## EXERCISE
Everything from the line with "the white background." down to the last line of the material below must be written out exactly. Leave out all other lines.

## GIVEN RECORDS
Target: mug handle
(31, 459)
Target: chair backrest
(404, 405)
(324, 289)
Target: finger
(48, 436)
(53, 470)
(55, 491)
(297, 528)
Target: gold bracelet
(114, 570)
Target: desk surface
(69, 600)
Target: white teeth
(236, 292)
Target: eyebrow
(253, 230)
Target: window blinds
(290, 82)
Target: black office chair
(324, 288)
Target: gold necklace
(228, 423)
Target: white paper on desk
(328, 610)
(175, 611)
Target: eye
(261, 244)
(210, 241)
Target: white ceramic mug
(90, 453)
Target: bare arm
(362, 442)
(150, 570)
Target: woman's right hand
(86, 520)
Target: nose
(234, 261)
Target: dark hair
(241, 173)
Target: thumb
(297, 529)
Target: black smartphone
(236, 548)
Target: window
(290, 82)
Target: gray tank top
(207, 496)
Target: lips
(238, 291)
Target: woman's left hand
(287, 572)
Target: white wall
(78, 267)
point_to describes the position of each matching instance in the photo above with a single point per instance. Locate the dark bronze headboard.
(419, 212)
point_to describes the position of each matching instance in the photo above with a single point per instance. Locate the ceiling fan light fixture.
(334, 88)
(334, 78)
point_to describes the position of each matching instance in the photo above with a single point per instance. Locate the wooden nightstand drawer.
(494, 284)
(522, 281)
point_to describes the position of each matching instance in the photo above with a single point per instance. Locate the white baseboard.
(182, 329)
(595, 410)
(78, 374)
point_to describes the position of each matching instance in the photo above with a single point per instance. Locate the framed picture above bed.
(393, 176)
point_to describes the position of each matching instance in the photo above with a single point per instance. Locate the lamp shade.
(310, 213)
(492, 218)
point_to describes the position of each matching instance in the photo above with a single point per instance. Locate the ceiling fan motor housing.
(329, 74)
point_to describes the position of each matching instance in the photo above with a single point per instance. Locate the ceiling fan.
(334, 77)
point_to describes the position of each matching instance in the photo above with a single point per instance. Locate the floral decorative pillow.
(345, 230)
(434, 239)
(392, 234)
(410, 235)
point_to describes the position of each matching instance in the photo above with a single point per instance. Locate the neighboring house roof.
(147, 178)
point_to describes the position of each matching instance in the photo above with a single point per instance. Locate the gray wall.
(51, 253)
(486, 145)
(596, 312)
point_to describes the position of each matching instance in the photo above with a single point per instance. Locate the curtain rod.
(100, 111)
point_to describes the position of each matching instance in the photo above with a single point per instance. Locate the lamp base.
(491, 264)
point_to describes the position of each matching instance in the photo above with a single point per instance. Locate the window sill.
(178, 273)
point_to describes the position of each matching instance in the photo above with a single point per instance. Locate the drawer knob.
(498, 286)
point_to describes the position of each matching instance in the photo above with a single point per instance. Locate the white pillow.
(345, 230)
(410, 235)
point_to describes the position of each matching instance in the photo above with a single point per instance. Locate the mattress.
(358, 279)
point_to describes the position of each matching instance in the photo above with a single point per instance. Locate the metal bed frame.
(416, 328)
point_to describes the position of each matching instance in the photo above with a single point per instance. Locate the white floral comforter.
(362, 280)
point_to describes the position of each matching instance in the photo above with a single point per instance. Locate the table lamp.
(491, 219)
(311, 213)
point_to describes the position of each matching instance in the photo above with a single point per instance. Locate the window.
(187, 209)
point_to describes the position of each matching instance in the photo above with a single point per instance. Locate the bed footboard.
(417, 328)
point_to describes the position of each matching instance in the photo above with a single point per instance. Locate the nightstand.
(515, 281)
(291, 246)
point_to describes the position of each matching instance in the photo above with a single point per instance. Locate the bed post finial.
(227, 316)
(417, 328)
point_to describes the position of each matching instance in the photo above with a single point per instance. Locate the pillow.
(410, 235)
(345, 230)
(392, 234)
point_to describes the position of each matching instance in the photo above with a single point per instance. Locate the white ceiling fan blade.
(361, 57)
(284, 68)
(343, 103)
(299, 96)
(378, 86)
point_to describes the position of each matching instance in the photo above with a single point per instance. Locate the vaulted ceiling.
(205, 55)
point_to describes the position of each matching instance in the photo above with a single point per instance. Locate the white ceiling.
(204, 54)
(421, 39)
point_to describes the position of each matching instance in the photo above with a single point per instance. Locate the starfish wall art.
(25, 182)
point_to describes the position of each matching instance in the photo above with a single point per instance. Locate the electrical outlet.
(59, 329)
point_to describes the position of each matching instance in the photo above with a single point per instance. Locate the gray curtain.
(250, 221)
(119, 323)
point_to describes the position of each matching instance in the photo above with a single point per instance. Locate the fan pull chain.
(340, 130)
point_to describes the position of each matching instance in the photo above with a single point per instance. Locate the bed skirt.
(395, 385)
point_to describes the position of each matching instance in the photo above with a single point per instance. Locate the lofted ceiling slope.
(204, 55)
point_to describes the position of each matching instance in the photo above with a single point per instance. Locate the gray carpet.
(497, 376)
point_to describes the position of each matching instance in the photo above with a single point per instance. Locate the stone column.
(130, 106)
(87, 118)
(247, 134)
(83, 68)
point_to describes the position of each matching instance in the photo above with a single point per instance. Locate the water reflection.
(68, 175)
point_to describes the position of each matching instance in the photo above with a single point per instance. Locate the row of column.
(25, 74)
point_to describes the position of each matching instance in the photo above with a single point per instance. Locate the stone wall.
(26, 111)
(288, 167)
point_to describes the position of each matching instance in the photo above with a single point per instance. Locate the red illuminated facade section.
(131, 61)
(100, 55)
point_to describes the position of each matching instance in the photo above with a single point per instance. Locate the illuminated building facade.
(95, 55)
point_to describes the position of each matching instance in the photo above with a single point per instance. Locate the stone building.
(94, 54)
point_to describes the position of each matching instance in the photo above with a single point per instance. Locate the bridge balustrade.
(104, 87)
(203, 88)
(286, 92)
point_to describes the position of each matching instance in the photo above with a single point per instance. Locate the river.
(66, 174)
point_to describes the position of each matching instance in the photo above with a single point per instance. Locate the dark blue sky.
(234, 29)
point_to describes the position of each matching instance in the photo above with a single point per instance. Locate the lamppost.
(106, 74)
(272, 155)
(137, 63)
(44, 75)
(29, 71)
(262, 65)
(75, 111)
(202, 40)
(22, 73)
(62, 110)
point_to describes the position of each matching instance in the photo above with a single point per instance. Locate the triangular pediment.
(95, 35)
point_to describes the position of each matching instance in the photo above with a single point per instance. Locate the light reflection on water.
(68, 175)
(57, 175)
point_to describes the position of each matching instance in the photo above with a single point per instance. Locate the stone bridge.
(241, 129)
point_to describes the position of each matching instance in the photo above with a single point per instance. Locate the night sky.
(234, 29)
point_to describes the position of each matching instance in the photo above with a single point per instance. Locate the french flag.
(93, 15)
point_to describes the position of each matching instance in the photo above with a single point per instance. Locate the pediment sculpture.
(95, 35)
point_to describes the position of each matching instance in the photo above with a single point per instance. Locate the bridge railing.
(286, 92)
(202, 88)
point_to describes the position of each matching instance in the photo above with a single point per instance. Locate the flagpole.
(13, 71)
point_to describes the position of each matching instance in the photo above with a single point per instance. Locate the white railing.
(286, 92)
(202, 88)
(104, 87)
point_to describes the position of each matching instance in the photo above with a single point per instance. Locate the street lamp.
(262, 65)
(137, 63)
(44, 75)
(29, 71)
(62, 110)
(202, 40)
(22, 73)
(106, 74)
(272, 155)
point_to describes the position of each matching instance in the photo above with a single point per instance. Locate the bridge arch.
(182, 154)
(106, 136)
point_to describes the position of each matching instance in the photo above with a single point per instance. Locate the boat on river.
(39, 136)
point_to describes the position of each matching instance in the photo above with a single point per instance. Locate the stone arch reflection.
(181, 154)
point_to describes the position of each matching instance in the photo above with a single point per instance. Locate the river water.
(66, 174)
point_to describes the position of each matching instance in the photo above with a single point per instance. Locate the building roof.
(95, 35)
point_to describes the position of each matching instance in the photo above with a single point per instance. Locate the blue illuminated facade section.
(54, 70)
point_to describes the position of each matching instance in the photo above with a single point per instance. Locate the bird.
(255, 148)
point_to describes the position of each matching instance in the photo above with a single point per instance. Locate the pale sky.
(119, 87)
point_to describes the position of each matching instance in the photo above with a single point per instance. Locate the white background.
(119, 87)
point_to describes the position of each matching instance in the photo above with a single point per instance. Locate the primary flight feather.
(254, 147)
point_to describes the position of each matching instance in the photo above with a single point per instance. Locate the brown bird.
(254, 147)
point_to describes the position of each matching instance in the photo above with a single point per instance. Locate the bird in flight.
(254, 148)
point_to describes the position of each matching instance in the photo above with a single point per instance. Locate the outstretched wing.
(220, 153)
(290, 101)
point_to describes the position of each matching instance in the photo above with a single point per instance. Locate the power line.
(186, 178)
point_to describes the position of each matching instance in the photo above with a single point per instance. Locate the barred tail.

## TASK RESPONSE
point_to describes the position of each matching instance in the photo above with a single point per instance. Locate the white background.
(119, 87)
point_to describes the position of each matching instance in the photo above with a single point per instance. Locate the primary flight feather.
(254, 147)
point_to describes the position of each matching instance in the photo above with a single point per instance. Locate the brown bird.
(254, 147)
point_to describes the position of each matching instance in the photo above with a single point per instance. Locate the bird in flight.
(254, 148)
point_to describes the position of each matching instance in the photo above with a single point per instance. Locate the outstretched wing.
(220, 153)
(290, 101)
point_to describes the position of each matching instance in the photo above with a single point per instance. Locate the power line.
(186, 178)
point_to describes the position of each matching instance in the photo above with a single point per instance. Locate the barred tail.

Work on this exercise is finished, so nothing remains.